RECORDS FOR THE EXERCISE:
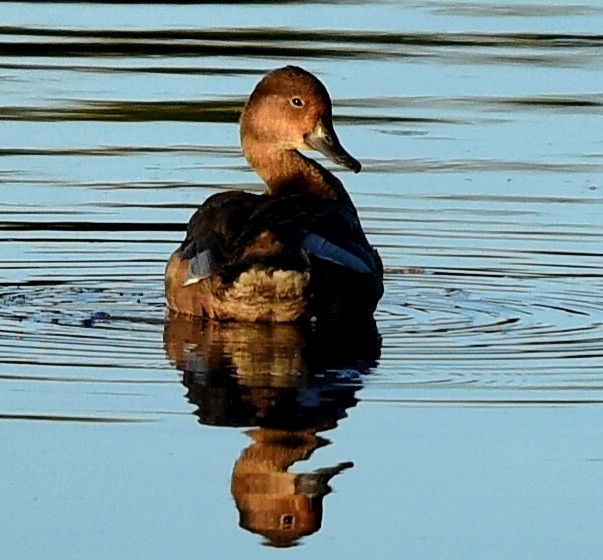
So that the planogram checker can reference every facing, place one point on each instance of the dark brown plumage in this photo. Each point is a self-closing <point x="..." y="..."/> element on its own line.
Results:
<point x="296" y="252"/>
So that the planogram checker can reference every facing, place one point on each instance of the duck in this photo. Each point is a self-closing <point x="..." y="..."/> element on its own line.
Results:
<point x="295" y="252"/>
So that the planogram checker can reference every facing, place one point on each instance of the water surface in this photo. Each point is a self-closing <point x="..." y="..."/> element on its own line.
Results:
<point x="467" y="423"/>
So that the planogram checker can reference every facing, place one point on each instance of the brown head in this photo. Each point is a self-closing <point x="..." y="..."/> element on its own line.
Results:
<point x="289" y="110"/>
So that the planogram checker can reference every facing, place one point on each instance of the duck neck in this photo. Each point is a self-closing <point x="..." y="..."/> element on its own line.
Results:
<point x="290" y="172"/>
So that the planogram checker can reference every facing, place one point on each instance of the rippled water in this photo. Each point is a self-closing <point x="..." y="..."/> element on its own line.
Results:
<point x="466" y="424"/>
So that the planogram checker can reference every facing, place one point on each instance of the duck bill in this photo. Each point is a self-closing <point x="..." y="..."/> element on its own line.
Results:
<point x="324" y="140"/>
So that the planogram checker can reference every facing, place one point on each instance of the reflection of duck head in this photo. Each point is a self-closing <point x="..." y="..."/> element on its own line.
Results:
<point x="289" y="381"/>
<point x="273" y="502"/>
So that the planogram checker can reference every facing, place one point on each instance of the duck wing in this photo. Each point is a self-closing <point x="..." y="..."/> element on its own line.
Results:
<point x="213" y="230"/>
<point x="306" y="227"/>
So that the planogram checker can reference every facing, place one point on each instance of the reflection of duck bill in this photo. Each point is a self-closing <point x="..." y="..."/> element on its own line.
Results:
<point x="280" y="376"/>
<point x="281" y="506"/>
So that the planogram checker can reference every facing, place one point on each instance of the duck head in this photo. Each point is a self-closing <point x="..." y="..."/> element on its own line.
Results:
<point x="290" y="110"/>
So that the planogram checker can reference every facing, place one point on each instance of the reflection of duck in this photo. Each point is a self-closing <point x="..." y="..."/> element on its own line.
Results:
<point x="297" y="251"/>
<point x="289" y="381"/>
<point x="277" y="504"/>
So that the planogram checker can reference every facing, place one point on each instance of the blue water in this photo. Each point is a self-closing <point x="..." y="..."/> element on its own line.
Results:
<point x="467" y="426"/>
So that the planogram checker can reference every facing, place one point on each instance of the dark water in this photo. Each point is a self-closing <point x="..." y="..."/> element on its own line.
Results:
<point x="467" y="424"/>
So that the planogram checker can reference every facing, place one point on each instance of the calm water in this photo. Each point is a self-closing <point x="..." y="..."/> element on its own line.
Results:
<point x="468" y="424"/>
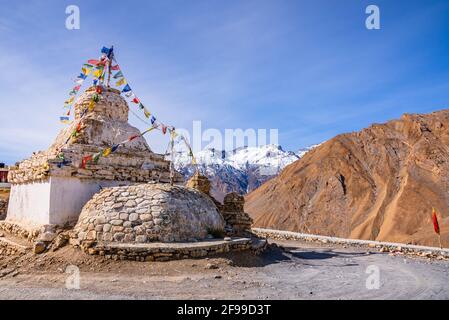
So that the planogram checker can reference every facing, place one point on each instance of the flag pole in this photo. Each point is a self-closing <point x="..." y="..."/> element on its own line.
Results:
<point x="109" y="65"/>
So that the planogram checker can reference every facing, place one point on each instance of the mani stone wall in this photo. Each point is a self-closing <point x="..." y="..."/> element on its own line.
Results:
<point x="144" y="213"/>
<point x="234" y="215"/>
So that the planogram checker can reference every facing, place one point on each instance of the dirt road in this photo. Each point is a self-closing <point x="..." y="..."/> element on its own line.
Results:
<point x="303" y="271"/>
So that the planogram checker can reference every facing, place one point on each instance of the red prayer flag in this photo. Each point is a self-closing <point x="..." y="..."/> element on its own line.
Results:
<point x="436" y="225"/>
<point x="133" y="137"/>
<point x="85" y="160"/>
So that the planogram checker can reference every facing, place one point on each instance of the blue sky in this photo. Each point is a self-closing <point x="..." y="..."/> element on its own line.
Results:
<point x="308" y="68"/>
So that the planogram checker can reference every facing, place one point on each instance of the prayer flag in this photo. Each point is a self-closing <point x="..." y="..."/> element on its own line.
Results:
<point x="86" y="71"/>
<point x="84" y="161"/>
<point x="107" y="152"/>
<point x="93" y="62"/>
<point x="96" y="157"/>
<point x="97" y="73"/>
<point x="121" y="82"/>
<point x="64" y="119"/>
<point x="69" y="101"/>
<point x="118" y="75"/>
<point x="126" y="88"/>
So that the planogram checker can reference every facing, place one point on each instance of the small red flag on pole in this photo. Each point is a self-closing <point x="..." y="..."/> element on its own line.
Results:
<point x="436" y="225"/>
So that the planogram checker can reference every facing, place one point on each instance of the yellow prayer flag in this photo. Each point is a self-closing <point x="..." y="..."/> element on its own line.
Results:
<point x="107" y="152"/>
<point x="91" y="105"/>
<point x="121" y="82"/>
<point x="69" y="101"/>
<point x="86" y="71"/>
<point x="97" y="73"/>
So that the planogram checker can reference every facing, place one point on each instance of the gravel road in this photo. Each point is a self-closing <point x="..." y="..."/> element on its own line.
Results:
<point x="303" y="271"/>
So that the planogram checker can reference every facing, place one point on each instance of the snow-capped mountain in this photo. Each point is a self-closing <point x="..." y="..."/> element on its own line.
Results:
<point x="241" y="170"/>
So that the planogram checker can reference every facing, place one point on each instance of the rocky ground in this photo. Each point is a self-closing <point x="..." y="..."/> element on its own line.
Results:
<point x="300" y="271"/>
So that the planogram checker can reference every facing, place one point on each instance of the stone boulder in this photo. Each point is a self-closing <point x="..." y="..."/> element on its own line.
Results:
<point x="142" y="213"/>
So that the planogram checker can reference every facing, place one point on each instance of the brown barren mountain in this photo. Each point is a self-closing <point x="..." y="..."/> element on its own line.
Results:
<point x="379" y="184"/>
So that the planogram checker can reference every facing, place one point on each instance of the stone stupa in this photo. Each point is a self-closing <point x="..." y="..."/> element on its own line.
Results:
<point x="52" y="186"/>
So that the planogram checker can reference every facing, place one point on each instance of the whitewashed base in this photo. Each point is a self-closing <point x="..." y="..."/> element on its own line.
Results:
<point x="55" y="201"/>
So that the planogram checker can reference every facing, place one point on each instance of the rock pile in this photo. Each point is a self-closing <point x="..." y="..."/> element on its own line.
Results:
<point x="200" y="183"/>
<point x="143" y="213"/>
<point x="237" y="221"/>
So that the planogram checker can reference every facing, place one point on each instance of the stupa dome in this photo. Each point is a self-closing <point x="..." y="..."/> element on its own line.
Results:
<point x="103" y="125"/>
<point x="152" y="212"/>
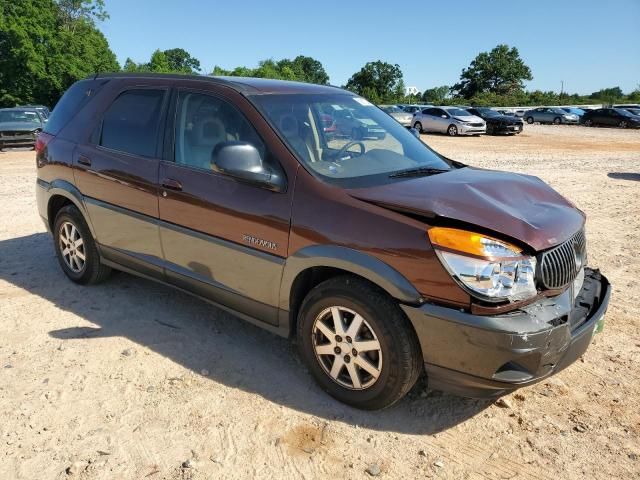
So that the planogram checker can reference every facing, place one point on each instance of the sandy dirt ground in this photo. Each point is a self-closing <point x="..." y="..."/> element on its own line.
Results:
<point x="133" y="380"/>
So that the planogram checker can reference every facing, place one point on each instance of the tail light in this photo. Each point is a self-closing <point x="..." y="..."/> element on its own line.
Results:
<point x="41" y="145"/>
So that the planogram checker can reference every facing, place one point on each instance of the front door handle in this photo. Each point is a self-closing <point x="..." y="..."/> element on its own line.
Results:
<point x="171" y="184"/>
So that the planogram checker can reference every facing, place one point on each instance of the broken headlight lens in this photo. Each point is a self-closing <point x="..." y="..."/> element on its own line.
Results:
<point x="490" y="269"/>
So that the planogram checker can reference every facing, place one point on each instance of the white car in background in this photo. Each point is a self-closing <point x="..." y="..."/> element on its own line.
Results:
<point x="450" y="120"/>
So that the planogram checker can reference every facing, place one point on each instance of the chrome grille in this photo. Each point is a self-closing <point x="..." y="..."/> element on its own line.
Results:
<point x="560" y="265"/>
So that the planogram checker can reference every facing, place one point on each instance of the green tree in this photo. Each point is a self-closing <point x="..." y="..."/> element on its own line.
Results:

PROBLEM TO SOLVE:
Could you reproduce word for word every line of the data, starting with the line that contains "of the tail" and continuing up to and including the last line of the data?

RESPONSE BELOW:
So that the planogram checker can reference every facing, place one point on each instance of the tail light in this photo. Each point is a self-closing <point x="..." y="..."/> element on its own line.
Results:
<point x="41" y="145"/>
So that the planogram checker can reference every facing, place one point on each instance of the front door handle in this photo. Each point is a self-closing <point x="..." y="..."/> element on its own line.
Results:
<point x="171" y="184"/>
So that the planogram checker can reference every facing, place one point on each instance of the broken headlight lens in this photo. Each point is a self-closing <point x="..." y="..."/> element on its own line.
Results:
<point x="490" y="269"/>
So that the planogram checker can reference every facing, place one point on each instance of the white car in background in this photo. Each point is a self-closing <point x="..." y="..."/> element on its own line.
Results:
<point x="450" y="120"/>
So that the planogram checker can reference every facing, place one point on each instance of the chrome grille in this photo. Each point is a self-closing <point x="..." y="..."/> element on its own line.
Results:
<point x="560" y="265"/>
So that the planogram checker can reference every facing, place one point on each instance of the green tree in this photo. Each point is a self-closing <point x="..." y="..."/> element on its own line.
Results:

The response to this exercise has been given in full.